● PROBLEM DETAILS: Where the records below show a line containing "the white trim", start copying; end with the line containing "target | house", and copy it too.

● SUPPLIED MATERIAL:
== Segment start ==
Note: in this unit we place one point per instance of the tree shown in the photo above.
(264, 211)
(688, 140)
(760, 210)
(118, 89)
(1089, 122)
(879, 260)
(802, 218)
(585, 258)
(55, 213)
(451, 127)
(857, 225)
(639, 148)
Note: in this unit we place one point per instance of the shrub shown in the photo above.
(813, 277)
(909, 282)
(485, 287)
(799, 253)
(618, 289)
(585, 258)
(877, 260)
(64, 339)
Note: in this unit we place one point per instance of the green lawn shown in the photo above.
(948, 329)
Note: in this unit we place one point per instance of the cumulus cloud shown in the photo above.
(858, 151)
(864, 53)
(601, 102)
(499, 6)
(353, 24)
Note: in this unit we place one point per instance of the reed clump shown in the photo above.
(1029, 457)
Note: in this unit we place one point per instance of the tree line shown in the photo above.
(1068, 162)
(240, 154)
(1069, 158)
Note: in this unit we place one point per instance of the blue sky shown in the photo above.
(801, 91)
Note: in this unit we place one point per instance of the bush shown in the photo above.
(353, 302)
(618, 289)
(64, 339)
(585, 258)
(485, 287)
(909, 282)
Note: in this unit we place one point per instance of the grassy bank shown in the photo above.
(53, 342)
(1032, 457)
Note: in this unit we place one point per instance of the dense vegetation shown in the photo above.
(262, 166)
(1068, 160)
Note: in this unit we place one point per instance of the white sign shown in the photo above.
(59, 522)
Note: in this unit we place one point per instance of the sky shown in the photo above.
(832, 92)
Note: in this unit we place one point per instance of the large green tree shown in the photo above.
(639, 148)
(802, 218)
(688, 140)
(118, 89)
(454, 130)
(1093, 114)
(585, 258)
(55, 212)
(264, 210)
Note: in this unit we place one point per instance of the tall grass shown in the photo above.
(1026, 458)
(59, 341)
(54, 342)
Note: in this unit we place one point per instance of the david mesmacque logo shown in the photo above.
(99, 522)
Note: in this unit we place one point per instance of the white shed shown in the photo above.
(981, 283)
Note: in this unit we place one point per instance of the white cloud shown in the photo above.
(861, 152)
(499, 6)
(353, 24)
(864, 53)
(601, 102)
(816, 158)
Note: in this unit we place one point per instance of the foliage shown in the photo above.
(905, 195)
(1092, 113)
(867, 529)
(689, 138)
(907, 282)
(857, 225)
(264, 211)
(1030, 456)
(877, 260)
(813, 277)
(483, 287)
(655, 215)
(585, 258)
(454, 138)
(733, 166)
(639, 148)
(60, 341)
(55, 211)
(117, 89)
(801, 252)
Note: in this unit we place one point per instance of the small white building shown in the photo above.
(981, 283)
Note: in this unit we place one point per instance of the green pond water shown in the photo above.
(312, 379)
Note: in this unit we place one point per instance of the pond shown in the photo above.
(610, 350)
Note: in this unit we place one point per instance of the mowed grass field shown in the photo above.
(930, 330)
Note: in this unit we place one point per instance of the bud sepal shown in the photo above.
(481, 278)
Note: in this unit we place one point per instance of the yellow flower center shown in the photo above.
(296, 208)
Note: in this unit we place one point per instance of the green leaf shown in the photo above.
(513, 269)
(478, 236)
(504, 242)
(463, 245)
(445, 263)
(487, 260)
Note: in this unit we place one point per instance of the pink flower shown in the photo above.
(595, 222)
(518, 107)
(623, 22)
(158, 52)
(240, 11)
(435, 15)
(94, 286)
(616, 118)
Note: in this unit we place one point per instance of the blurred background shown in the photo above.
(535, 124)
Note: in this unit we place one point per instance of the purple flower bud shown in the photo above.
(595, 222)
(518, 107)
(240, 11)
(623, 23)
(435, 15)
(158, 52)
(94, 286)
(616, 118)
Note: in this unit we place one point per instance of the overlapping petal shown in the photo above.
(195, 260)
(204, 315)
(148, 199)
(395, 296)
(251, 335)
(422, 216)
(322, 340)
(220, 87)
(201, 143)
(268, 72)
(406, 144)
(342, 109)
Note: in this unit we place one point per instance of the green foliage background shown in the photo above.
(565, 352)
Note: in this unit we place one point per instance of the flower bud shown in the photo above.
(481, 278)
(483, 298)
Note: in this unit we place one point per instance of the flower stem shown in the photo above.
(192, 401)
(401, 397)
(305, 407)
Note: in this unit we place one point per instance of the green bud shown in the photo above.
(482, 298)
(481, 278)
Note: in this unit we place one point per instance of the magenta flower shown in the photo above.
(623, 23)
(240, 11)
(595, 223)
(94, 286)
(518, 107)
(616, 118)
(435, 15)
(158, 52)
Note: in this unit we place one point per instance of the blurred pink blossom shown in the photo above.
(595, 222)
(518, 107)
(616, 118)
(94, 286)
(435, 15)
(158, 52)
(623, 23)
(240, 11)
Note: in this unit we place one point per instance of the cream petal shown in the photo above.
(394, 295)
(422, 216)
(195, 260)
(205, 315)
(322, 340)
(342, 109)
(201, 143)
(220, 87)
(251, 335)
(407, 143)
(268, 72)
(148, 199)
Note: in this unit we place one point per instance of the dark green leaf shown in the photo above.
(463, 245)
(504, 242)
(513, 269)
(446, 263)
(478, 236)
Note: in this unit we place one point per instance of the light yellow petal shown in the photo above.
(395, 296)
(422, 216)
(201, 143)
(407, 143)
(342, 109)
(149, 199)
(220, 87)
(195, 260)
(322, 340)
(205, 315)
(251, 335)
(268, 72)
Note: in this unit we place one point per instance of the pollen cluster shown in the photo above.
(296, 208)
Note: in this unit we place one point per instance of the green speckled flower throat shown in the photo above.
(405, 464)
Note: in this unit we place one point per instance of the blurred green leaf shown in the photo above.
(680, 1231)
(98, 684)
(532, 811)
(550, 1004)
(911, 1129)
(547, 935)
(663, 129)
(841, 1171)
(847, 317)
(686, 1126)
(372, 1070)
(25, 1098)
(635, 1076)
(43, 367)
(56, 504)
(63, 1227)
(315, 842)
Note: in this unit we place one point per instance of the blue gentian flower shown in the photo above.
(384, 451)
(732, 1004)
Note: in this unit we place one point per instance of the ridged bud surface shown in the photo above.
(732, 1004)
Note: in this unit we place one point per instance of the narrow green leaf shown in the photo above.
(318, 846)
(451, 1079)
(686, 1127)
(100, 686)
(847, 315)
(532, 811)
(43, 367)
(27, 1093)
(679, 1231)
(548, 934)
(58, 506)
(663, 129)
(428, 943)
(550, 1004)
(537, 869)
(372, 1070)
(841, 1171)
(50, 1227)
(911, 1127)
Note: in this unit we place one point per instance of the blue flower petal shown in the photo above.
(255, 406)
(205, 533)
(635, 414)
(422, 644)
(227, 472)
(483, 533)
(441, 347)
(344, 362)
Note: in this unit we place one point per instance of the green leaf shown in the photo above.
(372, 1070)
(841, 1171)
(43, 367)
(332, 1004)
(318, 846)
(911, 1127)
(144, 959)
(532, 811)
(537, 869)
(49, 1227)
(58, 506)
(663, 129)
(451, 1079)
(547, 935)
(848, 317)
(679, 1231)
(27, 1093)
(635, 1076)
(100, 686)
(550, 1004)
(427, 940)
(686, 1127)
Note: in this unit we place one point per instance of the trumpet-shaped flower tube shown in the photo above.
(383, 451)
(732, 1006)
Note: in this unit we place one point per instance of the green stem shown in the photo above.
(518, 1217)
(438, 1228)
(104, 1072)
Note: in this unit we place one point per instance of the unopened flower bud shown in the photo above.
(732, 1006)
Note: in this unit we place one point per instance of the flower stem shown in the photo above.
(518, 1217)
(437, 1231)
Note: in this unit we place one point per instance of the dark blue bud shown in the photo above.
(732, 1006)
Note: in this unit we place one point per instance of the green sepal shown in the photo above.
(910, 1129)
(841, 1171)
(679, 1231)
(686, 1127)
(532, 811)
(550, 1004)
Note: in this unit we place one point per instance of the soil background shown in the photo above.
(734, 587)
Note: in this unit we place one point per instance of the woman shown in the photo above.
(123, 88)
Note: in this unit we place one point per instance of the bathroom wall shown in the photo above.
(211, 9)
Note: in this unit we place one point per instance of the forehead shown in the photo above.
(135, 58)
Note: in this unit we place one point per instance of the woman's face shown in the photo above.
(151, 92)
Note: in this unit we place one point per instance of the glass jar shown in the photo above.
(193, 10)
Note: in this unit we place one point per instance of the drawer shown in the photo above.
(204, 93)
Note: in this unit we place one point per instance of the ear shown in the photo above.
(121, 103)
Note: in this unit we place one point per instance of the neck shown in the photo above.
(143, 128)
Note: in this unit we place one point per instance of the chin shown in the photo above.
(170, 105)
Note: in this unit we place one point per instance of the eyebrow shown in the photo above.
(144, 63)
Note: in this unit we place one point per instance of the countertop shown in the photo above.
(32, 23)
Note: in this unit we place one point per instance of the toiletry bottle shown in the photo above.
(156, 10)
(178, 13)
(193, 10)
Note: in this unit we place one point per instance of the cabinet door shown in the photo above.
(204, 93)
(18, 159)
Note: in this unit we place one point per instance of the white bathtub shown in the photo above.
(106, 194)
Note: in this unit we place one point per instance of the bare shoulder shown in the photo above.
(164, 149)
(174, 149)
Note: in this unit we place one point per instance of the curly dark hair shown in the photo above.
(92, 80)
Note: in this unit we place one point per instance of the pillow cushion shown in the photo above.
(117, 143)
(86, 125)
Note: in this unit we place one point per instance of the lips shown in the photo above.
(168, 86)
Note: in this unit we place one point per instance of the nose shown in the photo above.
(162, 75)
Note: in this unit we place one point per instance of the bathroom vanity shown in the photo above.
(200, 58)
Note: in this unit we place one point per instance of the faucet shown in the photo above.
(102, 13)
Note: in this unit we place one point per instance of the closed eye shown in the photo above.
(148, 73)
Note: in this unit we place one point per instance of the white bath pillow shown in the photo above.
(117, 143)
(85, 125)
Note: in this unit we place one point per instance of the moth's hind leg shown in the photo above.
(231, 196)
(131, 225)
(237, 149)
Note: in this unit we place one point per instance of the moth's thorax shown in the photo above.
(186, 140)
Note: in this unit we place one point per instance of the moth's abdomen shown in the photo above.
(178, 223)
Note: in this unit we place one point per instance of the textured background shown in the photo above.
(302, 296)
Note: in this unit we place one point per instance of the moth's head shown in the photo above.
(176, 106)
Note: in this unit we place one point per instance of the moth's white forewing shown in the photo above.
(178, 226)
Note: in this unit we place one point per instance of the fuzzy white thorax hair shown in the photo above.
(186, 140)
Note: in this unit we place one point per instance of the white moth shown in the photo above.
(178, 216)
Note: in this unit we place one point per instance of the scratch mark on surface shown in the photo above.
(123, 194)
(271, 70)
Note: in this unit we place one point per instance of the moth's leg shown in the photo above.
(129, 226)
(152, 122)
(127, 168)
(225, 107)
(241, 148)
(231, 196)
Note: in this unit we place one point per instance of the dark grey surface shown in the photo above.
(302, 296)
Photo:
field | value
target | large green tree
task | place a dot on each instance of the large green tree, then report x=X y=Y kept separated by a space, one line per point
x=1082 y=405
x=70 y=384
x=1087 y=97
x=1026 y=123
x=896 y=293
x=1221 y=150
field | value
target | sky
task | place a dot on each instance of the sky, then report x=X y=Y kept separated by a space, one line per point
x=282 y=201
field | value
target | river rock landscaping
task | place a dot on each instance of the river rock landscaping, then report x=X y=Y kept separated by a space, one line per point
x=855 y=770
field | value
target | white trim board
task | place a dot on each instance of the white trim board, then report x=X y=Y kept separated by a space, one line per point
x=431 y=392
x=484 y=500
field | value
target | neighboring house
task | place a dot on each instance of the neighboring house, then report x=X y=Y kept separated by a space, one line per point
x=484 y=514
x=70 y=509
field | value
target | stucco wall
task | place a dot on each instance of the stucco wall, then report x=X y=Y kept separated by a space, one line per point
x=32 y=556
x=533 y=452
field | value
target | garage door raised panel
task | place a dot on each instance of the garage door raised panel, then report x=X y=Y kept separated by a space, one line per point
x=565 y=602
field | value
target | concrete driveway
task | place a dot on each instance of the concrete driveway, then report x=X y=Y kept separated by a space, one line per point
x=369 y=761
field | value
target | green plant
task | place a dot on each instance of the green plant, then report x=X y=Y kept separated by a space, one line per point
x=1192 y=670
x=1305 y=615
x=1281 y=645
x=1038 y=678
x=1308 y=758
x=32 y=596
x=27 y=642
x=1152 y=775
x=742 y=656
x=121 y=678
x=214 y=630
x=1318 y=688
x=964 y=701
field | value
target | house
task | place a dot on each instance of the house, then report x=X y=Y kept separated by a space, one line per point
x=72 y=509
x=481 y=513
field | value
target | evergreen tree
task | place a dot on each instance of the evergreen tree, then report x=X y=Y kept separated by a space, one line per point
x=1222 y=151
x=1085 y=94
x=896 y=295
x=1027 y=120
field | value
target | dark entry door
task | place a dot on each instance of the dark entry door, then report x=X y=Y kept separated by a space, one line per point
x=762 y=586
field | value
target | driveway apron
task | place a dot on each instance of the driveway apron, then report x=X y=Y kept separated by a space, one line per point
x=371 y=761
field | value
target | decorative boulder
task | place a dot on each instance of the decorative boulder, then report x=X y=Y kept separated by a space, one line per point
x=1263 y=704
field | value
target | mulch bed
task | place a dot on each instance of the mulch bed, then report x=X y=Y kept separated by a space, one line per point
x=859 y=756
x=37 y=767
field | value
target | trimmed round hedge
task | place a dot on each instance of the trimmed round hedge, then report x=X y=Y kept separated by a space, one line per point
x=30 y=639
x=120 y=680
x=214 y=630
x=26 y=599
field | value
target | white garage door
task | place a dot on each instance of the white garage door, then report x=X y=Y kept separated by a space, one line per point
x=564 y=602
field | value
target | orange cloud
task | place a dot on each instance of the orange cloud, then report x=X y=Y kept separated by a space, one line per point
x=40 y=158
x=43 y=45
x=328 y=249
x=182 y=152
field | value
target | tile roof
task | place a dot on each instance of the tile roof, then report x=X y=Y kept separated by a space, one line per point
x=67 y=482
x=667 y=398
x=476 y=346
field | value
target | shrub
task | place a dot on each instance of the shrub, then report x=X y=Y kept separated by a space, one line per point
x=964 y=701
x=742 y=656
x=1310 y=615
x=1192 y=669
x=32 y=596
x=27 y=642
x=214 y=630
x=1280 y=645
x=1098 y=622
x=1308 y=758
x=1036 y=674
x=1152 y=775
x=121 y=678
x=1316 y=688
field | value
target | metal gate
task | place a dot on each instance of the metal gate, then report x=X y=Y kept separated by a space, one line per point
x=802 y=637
== Segment end ==
● FINAL ANSWER:
task | place a dot on each instance of the white trim board, then report x=X y=Y kept separated by a space, one line per point
x=431 y=392
x=484 y=500
field | value
target | neighboring house
task | place a dot on each instance of the neighboring house, then report x=X y=Y kept separated by a space, one line per point
x=484 y=514
x=70 y=509
field | value
target | stucco wall
task | place a dot on each instance of the stucco wall, then report x=X y=Y kept separated by a space, one line per point
x=32 y=556
x=533 y=452
field | value
target | garage door raised panel
task | place a dot on each instance of the garage door raised panel, then report x=X y=Y kept separated by a space, one line per point
x=565 y=602
field | value
target | concrete driveway
task | place a dot on each instance of the concrete driveway, then report x=X y=Y kept separated by a space, one line per point
x=369 y=761
field | value
target | green plant
task | place a dot on each instance of the green plant, then report x=X y=Y kept separated by a space, one line per point
x=1192 y=670
x=1305 y=615
x=1281 y=645
x=1038 y=678
x=1308 y=758
x=32 y=596
x=27 y=642
x=1152 y=775
x=742 y=656
x=121 y=678
x=214 y=630
x=1318 y=688
x=964 y=701
field | value
target | house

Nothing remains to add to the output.